◆ **Trecho selecionado**:
========
Odete António ocupa os dias a tratar da horta e dos animais. O tempo avança, mas a sua memória passa sempre o mesmo filme: o de 17 de junho de 2017. É raro o dia em que as lágrimas não aflorem aos olhos e não há noite que durma sem acordar a meio. “Estou sempre a passar o mesmo filme na minha cabeça, sempre a lembrar-me das minhas meninas”, conta, enquanto explica à vizinha, na aldeia das Várzeas o porquê de continuar a fazer o luto pelas duas netas e nora, que viu morrerem queimadas na EN236 há três anos. “Primeiro, as pessoas a gritar, depois o silêncio”, contou Odete, como se estivesse a passar por tudo outra vez. “E que inferno, mas é destino e o destino está traçado”, acrescenta.
O marido, Eduardo António, ainda hoje sofre os efeitos do fumo daquela noite: já foi operado duas vezes às cordas vocais e a voz custa a fazer-se ouvir. Mas, mesmo com o tom a falhar, há uma notícia que dá com lágrimas de alegria, com uma paisagem já verde de fundo: “Vamos ser avós, é uma menina”. Nada substituiu as netas – a atleta que gostava muito de animais e a mais velha, que queria ser médica e que faria este ano 18 anos –, mas esta vai ser uma distração que chega já no início do próximo mês.
Não há tempo que leve as recordações e esta família, que agora se ergue, faz tudo para manter a memória das netas e da nora. “O meu filho construiu aqui um altar para pôr as cinzas das meninas e da minha nora, está quase pronto, só falta a porta”, revela o casal, que se mudou definitivamente nos últimos meses para a aldeia de Várzeas. Não queriam sair da Póvoa de Santa Iria, onde viveram durante 50 anos, pelas memórias que Pedrógão Grande carrega, mas o filho instalou-se ali de vez. “E nós viemos também, não íamos ficar lá sozinhos, assim estamos todos, incompletos, mas juntos os que restam”.
========
◆ **Dados de origem**:
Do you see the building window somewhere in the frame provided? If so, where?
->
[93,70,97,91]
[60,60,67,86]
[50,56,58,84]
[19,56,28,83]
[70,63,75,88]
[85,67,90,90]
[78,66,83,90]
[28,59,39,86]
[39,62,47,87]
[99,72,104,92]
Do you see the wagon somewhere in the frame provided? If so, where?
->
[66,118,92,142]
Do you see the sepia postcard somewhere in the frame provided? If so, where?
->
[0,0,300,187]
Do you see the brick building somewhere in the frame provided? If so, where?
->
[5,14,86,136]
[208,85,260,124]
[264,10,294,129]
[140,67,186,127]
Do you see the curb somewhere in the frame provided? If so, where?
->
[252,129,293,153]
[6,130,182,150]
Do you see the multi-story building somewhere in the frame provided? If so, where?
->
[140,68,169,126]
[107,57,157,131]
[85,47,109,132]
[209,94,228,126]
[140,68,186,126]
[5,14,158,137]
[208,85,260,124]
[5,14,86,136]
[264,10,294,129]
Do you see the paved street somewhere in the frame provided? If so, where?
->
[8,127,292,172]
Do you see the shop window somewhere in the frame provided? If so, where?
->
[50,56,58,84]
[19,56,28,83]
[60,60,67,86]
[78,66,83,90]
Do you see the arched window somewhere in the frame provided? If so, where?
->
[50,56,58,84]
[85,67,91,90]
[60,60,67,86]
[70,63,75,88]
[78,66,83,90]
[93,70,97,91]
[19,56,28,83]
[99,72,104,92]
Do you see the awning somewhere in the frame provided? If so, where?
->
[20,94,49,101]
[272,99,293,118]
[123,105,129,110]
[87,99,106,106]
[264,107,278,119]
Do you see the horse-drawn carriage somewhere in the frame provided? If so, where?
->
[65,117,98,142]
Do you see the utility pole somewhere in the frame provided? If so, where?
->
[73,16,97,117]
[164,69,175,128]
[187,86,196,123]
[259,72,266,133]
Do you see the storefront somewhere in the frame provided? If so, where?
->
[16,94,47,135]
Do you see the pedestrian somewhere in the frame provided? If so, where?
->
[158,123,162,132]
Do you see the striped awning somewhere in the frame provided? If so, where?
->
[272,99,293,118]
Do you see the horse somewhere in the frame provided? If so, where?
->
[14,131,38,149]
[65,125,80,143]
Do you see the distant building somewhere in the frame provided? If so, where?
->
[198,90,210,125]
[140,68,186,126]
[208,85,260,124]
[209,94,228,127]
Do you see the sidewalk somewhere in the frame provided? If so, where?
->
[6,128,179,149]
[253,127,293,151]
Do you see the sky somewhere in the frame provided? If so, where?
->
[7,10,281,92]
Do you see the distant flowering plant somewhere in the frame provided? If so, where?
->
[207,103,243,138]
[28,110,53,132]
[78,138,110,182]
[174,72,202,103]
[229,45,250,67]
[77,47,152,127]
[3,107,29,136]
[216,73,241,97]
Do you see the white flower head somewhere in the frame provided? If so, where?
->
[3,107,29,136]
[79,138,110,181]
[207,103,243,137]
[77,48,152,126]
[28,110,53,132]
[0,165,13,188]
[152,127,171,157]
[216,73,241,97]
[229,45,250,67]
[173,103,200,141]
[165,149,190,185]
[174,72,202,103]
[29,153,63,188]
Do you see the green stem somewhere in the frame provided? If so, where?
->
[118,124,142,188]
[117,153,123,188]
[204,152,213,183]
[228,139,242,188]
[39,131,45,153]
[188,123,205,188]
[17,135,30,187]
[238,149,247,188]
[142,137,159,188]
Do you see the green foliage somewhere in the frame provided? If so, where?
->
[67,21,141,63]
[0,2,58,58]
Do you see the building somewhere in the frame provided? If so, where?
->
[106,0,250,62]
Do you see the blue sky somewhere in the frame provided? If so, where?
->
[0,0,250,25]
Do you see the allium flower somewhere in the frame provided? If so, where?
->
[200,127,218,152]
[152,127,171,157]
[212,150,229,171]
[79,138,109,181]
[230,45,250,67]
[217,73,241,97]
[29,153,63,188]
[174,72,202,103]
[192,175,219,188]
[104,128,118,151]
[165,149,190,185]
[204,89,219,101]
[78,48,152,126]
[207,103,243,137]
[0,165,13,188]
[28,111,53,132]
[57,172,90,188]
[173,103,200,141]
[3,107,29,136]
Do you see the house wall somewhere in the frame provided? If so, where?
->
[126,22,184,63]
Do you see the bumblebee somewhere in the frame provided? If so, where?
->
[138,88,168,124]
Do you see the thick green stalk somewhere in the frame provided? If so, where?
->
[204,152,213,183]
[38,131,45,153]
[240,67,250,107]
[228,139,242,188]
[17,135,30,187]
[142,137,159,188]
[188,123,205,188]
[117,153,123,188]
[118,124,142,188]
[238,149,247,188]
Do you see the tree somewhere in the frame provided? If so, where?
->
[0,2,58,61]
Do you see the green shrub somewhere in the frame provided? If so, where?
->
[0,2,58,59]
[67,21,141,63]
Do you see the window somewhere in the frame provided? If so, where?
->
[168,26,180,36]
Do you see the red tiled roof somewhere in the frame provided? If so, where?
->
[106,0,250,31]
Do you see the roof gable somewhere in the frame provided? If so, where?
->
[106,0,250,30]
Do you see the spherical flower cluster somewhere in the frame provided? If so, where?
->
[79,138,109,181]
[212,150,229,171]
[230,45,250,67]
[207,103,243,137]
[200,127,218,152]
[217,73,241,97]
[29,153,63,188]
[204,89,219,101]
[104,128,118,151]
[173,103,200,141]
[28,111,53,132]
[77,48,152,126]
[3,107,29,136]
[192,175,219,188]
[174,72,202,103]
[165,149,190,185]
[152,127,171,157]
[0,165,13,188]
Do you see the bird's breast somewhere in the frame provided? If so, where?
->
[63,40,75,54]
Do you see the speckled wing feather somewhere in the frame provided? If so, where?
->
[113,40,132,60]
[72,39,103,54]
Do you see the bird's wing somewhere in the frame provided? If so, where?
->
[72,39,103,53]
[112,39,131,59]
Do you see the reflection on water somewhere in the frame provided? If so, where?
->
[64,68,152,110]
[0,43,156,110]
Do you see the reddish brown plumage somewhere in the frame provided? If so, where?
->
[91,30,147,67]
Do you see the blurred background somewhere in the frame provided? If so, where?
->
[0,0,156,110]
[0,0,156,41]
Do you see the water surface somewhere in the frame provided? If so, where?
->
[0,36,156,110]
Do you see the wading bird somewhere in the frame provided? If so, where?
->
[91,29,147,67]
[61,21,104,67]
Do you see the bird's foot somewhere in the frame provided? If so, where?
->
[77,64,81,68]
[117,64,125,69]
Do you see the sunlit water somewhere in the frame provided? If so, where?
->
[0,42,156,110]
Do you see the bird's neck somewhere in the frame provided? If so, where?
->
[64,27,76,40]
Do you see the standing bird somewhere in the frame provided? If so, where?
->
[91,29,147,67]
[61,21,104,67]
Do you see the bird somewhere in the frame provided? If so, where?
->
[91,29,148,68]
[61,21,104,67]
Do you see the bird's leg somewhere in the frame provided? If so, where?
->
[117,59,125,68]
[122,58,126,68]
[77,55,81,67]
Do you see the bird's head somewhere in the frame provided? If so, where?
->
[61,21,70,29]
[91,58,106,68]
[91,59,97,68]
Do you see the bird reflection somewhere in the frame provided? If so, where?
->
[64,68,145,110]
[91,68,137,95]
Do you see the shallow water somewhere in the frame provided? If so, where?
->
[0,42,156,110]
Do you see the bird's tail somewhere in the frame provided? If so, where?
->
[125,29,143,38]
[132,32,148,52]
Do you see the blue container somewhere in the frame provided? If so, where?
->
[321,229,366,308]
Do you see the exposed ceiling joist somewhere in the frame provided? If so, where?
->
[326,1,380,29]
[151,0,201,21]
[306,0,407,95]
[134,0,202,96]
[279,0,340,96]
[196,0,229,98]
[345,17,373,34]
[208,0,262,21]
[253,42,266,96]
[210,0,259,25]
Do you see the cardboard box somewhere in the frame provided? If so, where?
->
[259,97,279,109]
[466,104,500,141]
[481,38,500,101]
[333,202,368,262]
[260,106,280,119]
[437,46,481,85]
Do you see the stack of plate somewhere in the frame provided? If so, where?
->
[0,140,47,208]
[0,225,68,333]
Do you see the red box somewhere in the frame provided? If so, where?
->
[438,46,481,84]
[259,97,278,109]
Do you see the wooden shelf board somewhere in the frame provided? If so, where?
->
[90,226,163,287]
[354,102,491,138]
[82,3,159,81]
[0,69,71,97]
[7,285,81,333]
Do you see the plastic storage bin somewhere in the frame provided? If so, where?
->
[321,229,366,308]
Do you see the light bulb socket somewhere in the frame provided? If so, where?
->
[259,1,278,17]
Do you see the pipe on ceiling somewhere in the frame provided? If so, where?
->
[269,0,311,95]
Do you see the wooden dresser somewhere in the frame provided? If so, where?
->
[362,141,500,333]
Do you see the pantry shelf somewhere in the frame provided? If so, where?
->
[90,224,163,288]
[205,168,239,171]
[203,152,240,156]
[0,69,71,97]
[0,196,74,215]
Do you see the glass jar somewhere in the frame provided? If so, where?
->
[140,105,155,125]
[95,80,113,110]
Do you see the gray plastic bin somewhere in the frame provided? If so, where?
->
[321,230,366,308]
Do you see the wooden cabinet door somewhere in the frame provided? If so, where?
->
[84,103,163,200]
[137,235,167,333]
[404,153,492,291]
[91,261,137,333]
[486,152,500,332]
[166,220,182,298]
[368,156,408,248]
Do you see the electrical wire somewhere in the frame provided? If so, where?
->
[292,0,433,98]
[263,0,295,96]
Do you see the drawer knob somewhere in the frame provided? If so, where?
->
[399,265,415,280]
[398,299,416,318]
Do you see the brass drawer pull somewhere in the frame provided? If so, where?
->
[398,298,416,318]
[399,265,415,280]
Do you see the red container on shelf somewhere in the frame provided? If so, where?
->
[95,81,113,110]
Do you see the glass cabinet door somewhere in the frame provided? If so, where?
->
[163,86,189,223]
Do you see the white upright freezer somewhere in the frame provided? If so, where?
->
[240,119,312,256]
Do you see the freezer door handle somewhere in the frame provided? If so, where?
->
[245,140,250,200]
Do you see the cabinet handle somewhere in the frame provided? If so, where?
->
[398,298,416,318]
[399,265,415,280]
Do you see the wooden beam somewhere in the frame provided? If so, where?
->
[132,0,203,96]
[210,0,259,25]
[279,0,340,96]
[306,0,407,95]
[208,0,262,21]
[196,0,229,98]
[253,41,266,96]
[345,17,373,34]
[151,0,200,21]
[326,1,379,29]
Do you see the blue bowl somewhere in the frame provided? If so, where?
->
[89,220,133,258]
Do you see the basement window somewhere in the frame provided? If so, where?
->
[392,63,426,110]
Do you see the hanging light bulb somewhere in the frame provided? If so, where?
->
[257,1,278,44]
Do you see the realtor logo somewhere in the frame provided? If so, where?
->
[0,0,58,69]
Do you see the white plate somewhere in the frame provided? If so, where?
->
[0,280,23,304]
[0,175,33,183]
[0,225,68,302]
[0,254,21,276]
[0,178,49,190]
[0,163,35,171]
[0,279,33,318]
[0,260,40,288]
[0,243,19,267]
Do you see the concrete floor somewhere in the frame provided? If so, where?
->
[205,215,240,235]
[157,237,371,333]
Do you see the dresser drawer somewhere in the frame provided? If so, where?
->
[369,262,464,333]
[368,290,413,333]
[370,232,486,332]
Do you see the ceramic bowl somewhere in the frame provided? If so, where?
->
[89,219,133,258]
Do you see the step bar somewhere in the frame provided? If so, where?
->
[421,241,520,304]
========
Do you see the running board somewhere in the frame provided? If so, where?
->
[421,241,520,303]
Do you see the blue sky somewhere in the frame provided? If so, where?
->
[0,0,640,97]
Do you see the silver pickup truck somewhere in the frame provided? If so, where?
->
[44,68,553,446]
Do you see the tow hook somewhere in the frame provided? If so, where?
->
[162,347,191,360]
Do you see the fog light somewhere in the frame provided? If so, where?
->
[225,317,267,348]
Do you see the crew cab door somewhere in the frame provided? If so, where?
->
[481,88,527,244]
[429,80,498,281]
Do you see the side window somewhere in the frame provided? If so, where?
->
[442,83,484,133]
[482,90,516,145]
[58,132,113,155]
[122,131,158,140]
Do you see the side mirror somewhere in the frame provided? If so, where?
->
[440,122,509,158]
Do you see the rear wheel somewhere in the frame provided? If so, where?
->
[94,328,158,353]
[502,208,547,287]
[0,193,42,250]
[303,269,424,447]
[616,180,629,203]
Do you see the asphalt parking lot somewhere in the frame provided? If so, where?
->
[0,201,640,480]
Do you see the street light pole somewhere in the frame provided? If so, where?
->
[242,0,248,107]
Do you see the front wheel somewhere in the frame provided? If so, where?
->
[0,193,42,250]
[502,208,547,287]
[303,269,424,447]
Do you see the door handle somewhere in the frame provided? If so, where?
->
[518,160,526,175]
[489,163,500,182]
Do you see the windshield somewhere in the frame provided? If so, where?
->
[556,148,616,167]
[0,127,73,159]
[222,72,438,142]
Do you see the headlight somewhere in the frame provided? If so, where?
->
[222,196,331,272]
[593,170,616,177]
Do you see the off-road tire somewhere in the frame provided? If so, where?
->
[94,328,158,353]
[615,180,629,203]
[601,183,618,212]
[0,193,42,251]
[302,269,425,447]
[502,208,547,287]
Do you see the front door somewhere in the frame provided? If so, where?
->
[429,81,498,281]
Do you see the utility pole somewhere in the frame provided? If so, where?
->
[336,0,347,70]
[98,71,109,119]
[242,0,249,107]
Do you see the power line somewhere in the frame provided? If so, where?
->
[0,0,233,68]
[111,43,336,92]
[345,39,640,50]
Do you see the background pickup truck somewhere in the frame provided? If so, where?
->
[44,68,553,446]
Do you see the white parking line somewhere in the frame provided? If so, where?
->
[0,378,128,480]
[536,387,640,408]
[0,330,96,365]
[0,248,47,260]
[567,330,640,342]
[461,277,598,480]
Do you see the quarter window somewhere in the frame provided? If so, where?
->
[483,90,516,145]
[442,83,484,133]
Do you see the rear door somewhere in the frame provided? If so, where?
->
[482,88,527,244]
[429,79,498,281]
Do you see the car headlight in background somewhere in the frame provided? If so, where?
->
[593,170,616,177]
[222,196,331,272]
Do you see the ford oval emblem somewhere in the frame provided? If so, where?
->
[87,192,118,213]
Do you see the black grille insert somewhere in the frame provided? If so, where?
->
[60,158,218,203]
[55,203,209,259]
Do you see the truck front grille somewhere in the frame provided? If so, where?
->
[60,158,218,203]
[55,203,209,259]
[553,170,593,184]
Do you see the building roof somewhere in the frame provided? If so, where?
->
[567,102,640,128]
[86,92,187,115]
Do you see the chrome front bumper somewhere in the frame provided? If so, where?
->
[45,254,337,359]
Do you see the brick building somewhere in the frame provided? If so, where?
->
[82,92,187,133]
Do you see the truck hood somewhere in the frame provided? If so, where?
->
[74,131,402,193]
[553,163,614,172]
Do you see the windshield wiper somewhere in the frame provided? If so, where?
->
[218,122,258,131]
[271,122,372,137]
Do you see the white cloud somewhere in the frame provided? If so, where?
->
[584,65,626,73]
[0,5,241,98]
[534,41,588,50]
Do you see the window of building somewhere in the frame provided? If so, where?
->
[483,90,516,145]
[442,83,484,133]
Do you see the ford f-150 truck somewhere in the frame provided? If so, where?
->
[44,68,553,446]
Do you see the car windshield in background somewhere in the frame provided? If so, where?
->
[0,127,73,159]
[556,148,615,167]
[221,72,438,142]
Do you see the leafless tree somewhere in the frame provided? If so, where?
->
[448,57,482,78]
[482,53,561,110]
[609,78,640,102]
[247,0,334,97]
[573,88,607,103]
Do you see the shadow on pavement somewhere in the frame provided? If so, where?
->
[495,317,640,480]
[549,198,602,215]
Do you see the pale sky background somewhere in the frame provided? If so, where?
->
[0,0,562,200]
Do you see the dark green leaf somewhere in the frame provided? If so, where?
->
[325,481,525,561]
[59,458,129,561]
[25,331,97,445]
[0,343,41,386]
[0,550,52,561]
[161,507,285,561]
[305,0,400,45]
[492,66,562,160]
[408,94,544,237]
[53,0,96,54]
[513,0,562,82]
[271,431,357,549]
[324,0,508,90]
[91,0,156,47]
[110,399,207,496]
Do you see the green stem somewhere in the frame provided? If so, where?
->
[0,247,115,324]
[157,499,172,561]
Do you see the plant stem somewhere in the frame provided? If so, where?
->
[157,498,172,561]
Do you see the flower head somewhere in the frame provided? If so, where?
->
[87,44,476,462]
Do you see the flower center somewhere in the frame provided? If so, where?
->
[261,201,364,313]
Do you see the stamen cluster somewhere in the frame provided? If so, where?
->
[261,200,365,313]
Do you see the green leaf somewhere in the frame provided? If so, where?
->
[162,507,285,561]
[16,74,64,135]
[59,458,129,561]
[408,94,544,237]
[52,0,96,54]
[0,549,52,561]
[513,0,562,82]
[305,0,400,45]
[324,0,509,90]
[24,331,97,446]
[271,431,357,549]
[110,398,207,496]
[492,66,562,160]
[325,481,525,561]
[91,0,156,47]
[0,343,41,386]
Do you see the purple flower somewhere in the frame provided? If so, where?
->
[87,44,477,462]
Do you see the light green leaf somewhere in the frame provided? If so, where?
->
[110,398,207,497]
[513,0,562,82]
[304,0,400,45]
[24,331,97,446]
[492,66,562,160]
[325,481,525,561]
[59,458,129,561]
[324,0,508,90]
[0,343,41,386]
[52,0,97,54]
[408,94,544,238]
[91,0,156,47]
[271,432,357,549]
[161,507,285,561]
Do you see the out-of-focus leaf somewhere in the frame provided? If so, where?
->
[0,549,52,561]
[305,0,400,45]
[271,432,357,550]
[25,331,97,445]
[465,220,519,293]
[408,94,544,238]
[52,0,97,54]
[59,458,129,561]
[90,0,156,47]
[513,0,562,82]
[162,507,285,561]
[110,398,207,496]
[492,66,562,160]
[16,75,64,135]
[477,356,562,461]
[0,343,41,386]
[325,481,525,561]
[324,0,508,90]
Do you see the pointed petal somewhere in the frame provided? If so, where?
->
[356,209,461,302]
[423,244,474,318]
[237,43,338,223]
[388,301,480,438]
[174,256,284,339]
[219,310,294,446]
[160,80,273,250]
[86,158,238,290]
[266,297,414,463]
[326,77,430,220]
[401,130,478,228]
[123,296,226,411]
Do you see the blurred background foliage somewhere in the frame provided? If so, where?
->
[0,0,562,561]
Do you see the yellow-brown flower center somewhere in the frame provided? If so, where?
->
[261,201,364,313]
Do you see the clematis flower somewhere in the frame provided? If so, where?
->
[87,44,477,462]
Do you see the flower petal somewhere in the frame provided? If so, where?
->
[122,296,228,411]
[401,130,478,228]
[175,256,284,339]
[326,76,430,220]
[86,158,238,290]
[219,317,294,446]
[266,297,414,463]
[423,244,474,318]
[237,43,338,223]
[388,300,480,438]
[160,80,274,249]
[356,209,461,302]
========
◆ **O que se pede**: As afirmações seguintes estão de acordo com o trecho? Responda sim ou não a cada uma e cite as palavras do trecho que o decidem. (a) Odete António viu as netas e a nora morrerem na EN236. (b) Eduardo António foi operado uma única vez às cordas vocais. (c) O casal viveu 50 anos na Póvoa de Santa Iria.

◆ **Resposta ao problema**:
(a) Sim: “que viu morrerem queimadas na EN236 há três anos”.
(b) Não: “já foi operado duas vezes às cordas vocais”.
(c) Sim: “Não queriam sair da Póvoa de Santa Iria, onde viveram durante 50 anos”.